Natural language region descriptions
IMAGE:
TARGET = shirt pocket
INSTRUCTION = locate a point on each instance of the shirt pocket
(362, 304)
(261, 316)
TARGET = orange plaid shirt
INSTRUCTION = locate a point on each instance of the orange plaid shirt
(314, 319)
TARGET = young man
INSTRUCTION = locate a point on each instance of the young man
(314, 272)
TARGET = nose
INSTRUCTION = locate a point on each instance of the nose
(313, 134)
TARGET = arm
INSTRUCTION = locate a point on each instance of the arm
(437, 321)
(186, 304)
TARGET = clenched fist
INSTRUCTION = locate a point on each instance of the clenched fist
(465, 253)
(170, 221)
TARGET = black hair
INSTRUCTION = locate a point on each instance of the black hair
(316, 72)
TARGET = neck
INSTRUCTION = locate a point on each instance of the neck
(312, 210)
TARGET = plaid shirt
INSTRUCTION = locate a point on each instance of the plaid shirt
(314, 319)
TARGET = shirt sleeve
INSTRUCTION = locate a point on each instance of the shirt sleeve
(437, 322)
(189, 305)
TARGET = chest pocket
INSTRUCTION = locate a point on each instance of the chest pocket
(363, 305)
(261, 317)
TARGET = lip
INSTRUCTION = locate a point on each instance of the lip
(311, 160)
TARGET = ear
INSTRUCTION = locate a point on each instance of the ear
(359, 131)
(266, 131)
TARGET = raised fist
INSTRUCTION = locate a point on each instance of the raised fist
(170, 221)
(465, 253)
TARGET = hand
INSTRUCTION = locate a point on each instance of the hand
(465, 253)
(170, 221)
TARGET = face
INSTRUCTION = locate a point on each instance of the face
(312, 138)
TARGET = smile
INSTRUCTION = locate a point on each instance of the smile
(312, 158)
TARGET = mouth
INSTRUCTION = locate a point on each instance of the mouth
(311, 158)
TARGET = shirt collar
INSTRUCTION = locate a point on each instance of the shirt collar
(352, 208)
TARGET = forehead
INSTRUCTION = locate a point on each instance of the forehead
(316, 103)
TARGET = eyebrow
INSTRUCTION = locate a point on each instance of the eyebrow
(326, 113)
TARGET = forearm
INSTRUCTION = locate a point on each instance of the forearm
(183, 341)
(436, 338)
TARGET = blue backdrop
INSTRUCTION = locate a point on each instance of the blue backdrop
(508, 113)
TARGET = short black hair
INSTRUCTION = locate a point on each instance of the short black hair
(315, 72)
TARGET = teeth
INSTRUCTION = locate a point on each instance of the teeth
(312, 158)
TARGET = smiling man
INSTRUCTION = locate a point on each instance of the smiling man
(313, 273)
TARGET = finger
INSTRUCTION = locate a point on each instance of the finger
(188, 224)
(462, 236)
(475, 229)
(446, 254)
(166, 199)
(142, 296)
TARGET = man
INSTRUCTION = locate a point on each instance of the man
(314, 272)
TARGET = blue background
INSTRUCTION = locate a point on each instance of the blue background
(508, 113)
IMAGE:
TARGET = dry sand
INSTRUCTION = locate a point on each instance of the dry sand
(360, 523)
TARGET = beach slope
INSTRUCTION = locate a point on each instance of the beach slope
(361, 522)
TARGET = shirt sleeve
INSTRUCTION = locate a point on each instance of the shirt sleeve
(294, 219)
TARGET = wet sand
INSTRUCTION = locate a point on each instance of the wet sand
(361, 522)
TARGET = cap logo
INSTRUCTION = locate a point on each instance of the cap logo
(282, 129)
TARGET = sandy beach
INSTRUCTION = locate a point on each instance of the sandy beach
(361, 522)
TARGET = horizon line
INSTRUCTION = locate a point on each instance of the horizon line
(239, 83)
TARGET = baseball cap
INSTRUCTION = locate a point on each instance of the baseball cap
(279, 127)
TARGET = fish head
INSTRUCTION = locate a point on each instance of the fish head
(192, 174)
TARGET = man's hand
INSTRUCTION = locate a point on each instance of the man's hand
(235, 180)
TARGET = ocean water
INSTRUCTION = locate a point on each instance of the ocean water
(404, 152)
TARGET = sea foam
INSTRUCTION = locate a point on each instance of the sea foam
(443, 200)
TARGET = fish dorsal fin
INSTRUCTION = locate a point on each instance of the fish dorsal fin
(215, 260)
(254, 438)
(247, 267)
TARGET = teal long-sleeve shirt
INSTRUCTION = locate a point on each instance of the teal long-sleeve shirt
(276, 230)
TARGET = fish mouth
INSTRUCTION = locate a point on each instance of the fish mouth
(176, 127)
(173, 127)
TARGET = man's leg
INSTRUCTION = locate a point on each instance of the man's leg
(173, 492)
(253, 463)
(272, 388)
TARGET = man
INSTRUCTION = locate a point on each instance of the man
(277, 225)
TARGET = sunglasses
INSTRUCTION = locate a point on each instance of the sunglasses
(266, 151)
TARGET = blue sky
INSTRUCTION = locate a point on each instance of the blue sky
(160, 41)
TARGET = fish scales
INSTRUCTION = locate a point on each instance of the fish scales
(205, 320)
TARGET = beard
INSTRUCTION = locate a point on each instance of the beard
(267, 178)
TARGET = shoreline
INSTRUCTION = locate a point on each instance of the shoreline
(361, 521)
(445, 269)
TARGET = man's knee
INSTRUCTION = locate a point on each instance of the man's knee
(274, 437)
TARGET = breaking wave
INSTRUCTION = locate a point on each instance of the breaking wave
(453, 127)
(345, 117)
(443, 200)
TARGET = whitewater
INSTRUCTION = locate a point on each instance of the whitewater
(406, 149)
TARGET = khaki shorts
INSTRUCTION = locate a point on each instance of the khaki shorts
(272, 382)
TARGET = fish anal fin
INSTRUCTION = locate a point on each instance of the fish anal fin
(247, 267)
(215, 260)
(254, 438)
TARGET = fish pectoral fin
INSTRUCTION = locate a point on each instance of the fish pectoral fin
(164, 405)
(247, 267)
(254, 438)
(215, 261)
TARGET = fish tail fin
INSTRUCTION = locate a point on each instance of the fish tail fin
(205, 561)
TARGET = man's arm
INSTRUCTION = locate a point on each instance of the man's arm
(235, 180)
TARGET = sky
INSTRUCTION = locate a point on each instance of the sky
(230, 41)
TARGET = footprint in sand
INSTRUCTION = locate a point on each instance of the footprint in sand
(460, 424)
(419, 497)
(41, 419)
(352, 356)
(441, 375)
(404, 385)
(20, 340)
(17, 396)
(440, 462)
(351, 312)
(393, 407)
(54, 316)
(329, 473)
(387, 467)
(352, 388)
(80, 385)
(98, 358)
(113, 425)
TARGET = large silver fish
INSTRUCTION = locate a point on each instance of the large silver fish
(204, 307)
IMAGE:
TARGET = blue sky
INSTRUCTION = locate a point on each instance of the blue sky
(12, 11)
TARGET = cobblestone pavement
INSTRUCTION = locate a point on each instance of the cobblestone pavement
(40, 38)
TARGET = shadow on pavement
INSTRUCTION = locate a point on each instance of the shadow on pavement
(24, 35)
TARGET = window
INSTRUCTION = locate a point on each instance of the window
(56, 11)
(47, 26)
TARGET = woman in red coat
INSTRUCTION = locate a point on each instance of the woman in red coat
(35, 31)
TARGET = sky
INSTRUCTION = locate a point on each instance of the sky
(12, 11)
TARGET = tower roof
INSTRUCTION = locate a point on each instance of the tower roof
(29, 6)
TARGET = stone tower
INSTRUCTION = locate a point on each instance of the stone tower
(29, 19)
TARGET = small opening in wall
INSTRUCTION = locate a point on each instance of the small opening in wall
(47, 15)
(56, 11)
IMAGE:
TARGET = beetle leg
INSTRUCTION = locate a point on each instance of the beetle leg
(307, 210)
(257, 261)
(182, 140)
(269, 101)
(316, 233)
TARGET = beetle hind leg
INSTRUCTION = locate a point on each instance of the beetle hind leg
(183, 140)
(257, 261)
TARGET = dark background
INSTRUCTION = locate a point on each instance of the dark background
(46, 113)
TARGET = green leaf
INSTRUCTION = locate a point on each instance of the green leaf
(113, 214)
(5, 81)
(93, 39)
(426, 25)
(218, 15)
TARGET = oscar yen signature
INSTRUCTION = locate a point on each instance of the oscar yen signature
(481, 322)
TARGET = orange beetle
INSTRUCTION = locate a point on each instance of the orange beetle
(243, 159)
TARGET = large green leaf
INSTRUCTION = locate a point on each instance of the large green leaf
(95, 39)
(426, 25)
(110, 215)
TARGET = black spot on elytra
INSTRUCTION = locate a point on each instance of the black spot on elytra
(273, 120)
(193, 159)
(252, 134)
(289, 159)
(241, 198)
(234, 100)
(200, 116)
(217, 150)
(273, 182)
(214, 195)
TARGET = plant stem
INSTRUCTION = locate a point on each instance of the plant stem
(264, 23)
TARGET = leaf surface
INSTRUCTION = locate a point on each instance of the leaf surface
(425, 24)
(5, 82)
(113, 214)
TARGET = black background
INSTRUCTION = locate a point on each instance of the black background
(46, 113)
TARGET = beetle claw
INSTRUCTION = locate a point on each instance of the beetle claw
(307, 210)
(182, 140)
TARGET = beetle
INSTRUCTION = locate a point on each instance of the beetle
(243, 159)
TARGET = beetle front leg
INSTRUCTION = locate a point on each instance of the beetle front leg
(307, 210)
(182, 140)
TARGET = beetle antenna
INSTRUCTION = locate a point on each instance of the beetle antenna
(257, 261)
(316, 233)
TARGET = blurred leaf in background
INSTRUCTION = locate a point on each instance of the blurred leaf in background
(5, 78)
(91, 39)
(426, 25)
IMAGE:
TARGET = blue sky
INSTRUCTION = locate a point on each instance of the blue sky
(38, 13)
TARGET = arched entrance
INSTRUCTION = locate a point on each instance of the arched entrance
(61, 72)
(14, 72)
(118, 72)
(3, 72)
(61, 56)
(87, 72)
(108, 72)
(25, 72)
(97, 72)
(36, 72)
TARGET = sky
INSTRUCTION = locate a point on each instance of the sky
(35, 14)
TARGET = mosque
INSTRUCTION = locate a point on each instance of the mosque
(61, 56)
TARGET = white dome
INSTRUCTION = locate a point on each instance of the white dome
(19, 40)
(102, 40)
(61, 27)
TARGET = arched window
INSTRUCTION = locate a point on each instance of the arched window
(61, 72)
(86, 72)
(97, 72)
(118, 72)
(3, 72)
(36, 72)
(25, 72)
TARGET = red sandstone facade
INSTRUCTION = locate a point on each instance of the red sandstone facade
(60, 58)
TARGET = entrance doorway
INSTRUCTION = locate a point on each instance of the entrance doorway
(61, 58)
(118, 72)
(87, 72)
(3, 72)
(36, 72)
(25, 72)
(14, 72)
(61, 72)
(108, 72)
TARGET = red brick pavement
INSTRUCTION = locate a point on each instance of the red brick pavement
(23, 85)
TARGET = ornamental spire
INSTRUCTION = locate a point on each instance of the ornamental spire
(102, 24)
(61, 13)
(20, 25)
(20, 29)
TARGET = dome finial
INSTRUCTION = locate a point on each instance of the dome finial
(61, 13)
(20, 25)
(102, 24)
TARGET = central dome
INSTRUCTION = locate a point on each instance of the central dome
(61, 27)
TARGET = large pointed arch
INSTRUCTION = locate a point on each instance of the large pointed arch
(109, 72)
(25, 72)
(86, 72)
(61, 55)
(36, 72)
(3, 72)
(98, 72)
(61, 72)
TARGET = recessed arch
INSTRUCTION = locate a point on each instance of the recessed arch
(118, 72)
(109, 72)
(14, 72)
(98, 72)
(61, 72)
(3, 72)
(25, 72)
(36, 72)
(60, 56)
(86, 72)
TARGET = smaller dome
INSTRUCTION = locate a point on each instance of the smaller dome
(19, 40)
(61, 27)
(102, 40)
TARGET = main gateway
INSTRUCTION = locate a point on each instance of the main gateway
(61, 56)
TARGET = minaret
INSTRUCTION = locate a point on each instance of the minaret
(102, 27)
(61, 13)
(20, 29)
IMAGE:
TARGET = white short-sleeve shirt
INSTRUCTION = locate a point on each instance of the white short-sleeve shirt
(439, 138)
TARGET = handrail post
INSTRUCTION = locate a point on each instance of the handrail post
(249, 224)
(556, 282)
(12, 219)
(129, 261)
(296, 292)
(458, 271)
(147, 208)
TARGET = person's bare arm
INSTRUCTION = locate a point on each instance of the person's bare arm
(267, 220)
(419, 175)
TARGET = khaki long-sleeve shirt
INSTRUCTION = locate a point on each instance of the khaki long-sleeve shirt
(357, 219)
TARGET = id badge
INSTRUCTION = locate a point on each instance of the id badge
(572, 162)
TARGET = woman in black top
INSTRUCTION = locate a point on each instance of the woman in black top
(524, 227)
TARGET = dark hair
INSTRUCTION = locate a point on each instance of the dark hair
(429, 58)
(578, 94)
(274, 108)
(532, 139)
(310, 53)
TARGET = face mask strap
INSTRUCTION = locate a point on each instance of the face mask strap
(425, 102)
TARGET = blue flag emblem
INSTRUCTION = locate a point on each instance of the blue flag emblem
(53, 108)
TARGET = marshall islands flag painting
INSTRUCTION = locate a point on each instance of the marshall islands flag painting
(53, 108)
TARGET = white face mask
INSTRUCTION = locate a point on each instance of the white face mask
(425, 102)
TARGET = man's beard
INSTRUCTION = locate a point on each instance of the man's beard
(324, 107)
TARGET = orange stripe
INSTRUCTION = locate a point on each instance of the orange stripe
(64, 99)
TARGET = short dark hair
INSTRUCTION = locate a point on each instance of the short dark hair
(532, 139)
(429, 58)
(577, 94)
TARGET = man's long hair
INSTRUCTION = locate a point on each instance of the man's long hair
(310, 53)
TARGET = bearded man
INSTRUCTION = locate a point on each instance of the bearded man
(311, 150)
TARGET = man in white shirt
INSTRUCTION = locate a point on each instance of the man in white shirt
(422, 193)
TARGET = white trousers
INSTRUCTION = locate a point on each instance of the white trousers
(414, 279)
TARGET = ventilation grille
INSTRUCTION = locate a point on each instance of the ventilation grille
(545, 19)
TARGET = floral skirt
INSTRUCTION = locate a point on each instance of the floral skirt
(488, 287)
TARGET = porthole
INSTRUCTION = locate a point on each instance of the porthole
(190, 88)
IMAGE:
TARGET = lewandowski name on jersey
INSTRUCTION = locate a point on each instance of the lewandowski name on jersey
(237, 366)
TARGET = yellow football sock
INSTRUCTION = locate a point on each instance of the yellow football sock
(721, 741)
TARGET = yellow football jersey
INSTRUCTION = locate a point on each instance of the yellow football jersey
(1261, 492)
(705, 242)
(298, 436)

# AIM OF THE TASK:
Using the data above, repeat exactly the lines that begin at the line with "TARGET = short black hair" and end at the line with "TARGET = cap logo", both ends included.

# RESPONSE TO THIS TASK:
TARGET = short black hair
INSTRUCTION = locate a point on each instance of the short black hair
(315, 72)
TARGET = teeth
INSTRUCTION = locate a point on each instance of the teeth
(312, 158)
TARGET = smiling man
INSTRUCTION = locate a point on each instance of the smiling man
(313, 273)
TARGET = finger
INSTRUCTION = locate a point on each instance of the finger
(188, 224)
(462, 236)
(475, 229)
(446, 254)
(166, 199)
(142, 296)
TARGET = man
INSTRUCTION = locate a point on each instance of the man
(314, 272)
TARGET = blue background
INSTRUCTION = locate a point on each instance of the blue background
(508, 113)
IMAGE:
TARGET = dry sand
INSTRUCTION = locate a point on each instance of the dry sand
(360, 523)
TARGET = beach slope
INSTRUCTION = locate a point on each instance of the beach slope
(361, 522)
TARGET = shirt sleeve
INSTRUCTION = locate a point on each instance of the shirt sleeve
(294, 219)
TARGET = wet sand
INSTRUCTION = locate a point on each instance of the wet sand
(361, 522)
TARGET = cap logo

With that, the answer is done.